## [Task goal]
Of all the lines below, output only those starting at the one with "Record the location of each instance of the street" and ending at the one with "Record the location of each instance of the dog's", both ends included, exactly as written.

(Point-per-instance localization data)

::::::

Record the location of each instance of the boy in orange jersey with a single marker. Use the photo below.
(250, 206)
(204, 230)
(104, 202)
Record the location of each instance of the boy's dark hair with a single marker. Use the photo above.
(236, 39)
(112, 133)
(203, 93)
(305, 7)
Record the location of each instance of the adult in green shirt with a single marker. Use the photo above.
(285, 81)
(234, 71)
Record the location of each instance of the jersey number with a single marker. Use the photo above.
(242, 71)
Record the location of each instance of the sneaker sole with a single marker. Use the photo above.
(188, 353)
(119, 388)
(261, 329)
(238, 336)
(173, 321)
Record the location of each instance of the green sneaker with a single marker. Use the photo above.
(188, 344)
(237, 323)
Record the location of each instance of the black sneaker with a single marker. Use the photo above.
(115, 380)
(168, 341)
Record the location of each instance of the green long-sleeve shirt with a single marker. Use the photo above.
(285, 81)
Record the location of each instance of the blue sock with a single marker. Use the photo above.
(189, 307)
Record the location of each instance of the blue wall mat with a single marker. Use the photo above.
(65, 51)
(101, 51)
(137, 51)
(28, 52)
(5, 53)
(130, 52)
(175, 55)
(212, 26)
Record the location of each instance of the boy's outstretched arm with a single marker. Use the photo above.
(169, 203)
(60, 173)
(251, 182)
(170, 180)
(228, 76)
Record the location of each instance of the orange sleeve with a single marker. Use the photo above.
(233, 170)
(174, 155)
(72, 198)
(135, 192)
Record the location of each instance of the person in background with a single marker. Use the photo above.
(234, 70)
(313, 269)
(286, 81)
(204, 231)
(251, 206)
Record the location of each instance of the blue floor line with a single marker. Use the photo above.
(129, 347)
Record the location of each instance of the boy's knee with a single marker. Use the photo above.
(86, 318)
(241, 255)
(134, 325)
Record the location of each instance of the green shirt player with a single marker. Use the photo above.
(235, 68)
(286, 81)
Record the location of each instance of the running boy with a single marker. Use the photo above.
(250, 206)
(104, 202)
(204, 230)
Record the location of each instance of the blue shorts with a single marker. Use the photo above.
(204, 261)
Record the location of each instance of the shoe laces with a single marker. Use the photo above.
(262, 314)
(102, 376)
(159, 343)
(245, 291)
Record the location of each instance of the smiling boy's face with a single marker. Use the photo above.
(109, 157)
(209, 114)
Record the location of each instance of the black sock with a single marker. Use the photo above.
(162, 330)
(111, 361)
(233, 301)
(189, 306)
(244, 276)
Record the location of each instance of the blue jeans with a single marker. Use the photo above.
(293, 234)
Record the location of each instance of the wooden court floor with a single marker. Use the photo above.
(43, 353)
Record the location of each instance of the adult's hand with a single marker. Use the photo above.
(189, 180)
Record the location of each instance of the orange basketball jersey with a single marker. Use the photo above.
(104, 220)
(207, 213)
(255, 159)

::::::

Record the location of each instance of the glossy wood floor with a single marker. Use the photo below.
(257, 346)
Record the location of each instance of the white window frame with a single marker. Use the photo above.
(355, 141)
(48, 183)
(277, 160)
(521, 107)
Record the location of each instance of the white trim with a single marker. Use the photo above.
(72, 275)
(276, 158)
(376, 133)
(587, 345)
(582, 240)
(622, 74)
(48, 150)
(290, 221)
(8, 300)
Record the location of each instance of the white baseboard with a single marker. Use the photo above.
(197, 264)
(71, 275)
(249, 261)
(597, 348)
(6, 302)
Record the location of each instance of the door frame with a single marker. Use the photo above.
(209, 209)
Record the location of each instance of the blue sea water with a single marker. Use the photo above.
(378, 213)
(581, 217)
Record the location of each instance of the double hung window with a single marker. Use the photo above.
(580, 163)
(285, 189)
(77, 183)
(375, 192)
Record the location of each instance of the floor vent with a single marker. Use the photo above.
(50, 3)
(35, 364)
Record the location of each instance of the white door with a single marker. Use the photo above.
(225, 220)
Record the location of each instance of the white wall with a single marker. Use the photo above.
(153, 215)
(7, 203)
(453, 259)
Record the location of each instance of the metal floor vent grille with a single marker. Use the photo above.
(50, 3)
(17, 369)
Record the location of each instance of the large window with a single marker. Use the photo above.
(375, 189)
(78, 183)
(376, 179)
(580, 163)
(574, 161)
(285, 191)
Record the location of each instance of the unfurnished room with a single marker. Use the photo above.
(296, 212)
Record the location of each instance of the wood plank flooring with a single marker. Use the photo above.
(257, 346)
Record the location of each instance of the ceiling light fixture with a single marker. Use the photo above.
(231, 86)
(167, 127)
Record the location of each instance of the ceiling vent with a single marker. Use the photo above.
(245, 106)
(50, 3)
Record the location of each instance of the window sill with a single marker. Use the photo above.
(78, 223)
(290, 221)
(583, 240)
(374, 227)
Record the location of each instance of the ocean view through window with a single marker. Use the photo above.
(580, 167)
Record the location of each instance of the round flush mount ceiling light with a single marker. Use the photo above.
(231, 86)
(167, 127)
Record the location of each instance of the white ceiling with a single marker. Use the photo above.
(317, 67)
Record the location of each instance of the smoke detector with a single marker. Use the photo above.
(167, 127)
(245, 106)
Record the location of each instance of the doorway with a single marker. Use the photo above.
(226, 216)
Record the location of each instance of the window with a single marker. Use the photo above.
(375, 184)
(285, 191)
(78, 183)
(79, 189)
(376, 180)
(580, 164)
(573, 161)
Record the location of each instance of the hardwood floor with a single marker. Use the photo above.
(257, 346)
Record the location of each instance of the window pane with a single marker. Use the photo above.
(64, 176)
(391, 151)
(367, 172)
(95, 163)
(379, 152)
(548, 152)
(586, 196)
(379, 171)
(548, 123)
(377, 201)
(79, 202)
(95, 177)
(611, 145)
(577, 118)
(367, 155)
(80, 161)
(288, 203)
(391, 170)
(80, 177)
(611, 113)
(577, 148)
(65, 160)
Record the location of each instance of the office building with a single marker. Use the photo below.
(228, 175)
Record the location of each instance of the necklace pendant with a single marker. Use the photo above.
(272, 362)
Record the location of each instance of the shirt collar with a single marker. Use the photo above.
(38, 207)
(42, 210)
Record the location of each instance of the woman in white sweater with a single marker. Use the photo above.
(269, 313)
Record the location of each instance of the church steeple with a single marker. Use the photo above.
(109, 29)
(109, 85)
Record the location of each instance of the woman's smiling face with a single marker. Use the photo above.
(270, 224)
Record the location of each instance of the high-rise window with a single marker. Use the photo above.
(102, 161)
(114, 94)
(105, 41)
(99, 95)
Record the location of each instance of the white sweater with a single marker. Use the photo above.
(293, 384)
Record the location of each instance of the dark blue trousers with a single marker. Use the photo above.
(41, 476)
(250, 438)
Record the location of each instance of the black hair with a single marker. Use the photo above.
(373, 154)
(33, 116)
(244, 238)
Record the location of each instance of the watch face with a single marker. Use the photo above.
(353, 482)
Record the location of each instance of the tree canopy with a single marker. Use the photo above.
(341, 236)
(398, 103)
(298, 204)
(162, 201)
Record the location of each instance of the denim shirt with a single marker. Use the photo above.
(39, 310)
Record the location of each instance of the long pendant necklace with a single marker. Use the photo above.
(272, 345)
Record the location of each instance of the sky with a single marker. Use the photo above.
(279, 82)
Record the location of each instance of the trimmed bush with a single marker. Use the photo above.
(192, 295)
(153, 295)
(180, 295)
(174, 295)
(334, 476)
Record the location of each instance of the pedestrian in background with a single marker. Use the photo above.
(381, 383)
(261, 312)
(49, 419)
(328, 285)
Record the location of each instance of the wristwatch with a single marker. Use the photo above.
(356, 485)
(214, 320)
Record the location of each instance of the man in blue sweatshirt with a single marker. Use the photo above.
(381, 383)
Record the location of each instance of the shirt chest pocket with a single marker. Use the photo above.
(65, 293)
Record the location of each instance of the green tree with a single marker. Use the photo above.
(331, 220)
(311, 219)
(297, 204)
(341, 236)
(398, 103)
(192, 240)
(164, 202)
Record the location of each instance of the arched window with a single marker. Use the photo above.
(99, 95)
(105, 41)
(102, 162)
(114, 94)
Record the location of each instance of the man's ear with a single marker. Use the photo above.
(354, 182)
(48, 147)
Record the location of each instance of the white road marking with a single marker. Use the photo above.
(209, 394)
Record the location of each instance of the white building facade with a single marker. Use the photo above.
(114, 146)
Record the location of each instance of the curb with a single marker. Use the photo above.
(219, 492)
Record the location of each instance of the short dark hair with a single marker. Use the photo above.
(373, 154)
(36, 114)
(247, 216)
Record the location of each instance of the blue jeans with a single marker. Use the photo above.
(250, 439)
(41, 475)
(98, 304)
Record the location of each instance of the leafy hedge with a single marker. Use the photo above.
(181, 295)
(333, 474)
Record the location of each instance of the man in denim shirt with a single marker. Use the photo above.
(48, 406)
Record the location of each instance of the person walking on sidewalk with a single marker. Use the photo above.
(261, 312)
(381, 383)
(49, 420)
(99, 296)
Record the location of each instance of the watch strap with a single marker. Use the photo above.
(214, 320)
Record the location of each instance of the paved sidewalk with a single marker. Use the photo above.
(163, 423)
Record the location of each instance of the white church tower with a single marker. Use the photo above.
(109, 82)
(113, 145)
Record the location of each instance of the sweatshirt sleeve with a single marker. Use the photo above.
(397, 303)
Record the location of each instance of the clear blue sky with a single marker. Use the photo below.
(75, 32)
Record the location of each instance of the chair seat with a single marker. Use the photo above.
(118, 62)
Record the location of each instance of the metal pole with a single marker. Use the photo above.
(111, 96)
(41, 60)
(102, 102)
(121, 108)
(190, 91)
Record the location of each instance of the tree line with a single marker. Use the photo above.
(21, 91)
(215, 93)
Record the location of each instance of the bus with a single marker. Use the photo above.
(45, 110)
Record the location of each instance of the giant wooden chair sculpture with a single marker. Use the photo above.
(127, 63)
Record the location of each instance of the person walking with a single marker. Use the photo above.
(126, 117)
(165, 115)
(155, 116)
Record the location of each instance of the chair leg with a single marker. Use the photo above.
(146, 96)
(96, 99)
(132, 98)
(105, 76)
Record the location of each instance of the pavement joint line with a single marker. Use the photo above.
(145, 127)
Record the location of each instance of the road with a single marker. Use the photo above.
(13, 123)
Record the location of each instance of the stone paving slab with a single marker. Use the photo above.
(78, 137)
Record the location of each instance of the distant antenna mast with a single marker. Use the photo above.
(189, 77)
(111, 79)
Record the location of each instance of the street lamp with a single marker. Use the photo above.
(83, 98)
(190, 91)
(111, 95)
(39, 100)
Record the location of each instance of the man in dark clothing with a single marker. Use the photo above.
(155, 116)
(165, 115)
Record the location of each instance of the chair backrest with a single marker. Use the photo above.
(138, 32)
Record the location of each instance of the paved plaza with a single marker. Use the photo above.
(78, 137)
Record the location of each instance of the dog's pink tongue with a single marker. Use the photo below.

::::::

## [Finished exercise]
Record the location of each instance of the street lamp with a single marker. Use the photo above.
(83, 98)
(190, 91)
(111, 95)
(39, 100)
Record the location of each instance of the man in dark clothing with a single marker. Use the photo above.
(155, 116)
(165, 115)
Record the location of each instance of the chair backrest with a single marker. Use the photo above.
(138, 32)
Record the location of each instance of the paved plaza with a single marker. Use the photo above.
(78, 137)
Record the location of each instance of the dog's pink tongue with a single marker. Use the photo below.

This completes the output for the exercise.